§ **TASK PROMPT**:
Count the lines in the entries below that contain the string "gray", treating uppercase and lowercase as different, and reply with the number alone.

====== STORED ROWS

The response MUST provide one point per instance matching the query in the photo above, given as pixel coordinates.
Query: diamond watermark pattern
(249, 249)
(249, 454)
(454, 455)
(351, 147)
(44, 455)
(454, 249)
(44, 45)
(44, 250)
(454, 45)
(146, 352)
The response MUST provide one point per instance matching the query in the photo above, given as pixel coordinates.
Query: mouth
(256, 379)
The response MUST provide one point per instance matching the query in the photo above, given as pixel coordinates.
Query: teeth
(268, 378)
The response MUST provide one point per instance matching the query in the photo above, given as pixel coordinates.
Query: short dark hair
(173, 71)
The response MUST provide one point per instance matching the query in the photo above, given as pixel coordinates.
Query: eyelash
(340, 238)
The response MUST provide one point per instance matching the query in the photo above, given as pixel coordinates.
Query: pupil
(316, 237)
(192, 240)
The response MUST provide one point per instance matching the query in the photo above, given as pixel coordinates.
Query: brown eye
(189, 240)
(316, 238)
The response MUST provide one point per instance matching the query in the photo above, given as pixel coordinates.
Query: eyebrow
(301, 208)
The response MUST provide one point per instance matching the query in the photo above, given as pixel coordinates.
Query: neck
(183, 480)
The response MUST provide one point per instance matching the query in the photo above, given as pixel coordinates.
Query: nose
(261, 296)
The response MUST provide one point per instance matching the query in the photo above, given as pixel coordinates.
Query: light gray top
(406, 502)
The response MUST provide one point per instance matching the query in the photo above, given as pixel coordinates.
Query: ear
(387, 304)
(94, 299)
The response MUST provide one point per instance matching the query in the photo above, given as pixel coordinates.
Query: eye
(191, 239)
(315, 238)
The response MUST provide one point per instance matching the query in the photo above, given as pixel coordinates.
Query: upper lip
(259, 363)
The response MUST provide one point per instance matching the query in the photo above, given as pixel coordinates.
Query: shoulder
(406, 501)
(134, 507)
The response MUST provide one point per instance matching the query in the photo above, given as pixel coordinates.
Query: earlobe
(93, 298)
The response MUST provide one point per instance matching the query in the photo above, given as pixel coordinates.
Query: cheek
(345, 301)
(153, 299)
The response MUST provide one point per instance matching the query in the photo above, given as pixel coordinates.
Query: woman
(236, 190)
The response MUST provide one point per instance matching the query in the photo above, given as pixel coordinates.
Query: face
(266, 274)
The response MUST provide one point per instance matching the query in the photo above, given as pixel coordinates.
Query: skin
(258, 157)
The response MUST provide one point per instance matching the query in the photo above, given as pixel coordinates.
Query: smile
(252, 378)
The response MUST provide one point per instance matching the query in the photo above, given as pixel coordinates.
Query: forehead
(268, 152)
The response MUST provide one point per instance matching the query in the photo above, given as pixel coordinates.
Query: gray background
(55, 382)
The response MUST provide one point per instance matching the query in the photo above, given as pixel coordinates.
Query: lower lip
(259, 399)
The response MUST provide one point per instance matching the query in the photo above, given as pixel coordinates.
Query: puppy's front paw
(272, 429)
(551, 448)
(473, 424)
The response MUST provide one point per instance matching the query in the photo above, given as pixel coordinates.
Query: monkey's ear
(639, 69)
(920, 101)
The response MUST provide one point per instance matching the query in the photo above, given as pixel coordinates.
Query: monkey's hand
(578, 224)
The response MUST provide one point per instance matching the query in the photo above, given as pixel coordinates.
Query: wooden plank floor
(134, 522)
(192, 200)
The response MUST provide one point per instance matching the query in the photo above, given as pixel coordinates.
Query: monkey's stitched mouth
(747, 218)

============

§ **ANSWER TO THE PROBLEM**:
2